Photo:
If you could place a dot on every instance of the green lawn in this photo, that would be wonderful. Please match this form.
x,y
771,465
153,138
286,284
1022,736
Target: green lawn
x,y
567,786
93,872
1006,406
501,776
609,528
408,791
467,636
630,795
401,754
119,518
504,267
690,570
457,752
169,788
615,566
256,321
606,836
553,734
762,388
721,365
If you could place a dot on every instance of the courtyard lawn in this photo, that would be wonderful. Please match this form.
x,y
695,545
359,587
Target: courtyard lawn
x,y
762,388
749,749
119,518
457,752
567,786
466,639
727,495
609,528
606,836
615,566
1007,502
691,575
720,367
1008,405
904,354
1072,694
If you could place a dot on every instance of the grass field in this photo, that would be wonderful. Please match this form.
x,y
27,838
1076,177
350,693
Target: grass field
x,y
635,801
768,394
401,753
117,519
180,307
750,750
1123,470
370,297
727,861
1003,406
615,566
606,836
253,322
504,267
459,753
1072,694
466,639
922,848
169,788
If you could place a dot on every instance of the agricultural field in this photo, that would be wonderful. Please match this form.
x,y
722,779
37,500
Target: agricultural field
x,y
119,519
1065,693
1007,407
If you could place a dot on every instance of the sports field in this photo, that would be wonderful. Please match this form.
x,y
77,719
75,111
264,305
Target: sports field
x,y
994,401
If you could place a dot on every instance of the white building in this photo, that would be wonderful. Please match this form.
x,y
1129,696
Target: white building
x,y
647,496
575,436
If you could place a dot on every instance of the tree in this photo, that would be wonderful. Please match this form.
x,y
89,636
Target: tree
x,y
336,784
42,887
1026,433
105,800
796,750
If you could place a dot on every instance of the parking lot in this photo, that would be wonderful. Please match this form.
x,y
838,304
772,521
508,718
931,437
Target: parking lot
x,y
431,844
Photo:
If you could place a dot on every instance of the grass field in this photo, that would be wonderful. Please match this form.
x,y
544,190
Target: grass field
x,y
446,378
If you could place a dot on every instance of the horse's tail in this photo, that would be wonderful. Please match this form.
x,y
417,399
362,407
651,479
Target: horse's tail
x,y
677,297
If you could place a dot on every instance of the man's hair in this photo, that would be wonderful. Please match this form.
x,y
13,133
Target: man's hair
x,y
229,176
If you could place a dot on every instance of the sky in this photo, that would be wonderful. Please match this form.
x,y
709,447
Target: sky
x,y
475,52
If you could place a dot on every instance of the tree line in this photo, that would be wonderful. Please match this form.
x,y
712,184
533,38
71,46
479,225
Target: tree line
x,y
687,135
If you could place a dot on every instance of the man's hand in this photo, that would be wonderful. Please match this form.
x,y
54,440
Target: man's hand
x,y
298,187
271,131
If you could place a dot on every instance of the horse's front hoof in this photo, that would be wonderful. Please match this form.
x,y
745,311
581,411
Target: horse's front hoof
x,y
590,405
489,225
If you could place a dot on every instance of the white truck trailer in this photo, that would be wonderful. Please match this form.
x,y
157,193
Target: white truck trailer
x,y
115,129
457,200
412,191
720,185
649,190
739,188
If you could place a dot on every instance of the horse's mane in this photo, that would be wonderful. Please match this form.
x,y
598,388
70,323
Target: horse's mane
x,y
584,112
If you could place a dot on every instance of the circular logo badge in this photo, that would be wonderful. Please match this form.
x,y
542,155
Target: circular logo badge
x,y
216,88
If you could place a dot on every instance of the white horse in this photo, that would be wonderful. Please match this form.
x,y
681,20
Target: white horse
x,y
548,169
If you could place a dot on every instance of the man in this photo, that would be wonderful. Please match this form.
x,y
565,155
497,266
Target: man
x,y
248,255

-*-

Take the material above and return all of it exactly.

:: SOLUTION TO THIS EXERCISE ::
Photo:
If you could place a dot on every instance of the green lawn in this photo, that would be wonderful. Please match this form.
x,y
771,465
153,138
286,284
1022,736
Target: green lawn
x,y
567,786
93,872
1006,406
501,776
609,528
408,791
467,636
630,795
401,754
119,518
504,267
690,570
457,752
169,788
615,566
256,321
606,836
553,734
762,388
721,365
If you could place a dot on every instance of the courtyard lawn in this photo, that would be wonderful. Please match this form.
x,y
695,545
359,587
Target: courtyard lawn
x,y
762,388
749,749
119,518
457,752
567,786
466,639
727,495
609,528
606,836
615,566
1007,502
691,575
720,367
1008,405
904,354
1072,694
If you could place a dot on every instance of the grass field in this photo, that would be wonderful. Please match this form.
x,y
27,838
1076,177
350,693
Target: grass field
x,y
635,801
768,394
401,753
117,519
180,307
750,750
1123,470
370,297
727,861
1003,406
615,566
606,836
253,322
504,267
459,753
1072,694
466,639
922,848
169,788
If you could place a dot on every instance of the agricultural field in this photo, that would be wonderful. Please match this form.
x,y
722,779
37,500
Target: agricultural field
x,y
119,519
1065,693
1007,407
If you could place a dot on every instance of the sports field in this photo, that would be wonderful. Please match this form.
x,y
77,719
75,111
264,305
Target: sports field
x,y
994,401
If you could place a dot on every instance of the white building in this photo, that would be wonderful. Please match this form.
x,y
1129,696
Target: white building
x,y
647,496
575,436
If you could place a dot on every instance of the tree in this photo, that would be wonderful. Please match this form.
x,y
89,636
Target: tree
x,y
336,784
42,887
1026,433
105,800
796,750
If you could place a dot on every instance of the parking lot in this photo, that would be wonderful. Please match this form.
x,y
838,304
772,521
508,718
931,437
Target: parking lot
x,y
431,844
Photo:
If you could place a dot on every instance of the grass field in this photo, that would be wonderful. Please match this form.
x,y
544,190
Target: grass field
x,y
446,378
If you could place a dot on every instance of the horse's tail in this photo, that would be wonderful. Please match this form.
x,y
417,399
362,407
651,479
Target: horse's tail
x,y
677,297
If you could place a dot on every instance of the man's hair in this photo, that would be wonderful. Please match this form.
x,y
13,133
Target: man's hair
x,y
229,176
If you could place a dot on every instance of the sky in this photo, that would be wonderful. Please match this form.
x,y
709,447
Target: sky
x,y
475,52
If you could place a dot on every instance of the tree line in this photo, that would be wonderful. Please match this form.
x,y
712,184
533,38
71,46
479,225
Target: tree line
x,y
687,135
If you could place a dot on every instance of the man's hand in this photo, that would be wonderful. Please match this form.
x,y
54,440
Target: man's hand
x,y
298,187
271,131
If you could place a dot on every instance of the horse's front hoof in this photo, that would be wonderful. Please match this form.
x,y
745,311
581,411
Target: horse's front hoof
x,y
590,405
489,225
If you could place a dot on every instance of the white truck trailer in this photo, that would be wonderful. Please match this form.
x,y
157,193
Target: white truck trailer
x,y
115,129
457,200
412,191
720,185
649,190
739,188
If you could place a dot on every instance of the horse's mane in this photo, that would be wonderful. Please match this form.
x,y
598,388
70,323
Target: horse's mane
x,y
584,112
If you could place a dot on every instance of the circular logo badge in this photo, that would be wonderful. Please match this form.
x,y
542,155
Target: circular logo badge
x,y
216,88
If you could place a dot on every instance of the white horse in this photo, that would be wonderful. Please match this form.
x,y
681,20
Target: white horse
x,y
548,169
If you could place a dot on every instance of the man in this photo, that would be wonderful. Please match this form.
x,y
565,155
497,266
Target: man
x,y
248,255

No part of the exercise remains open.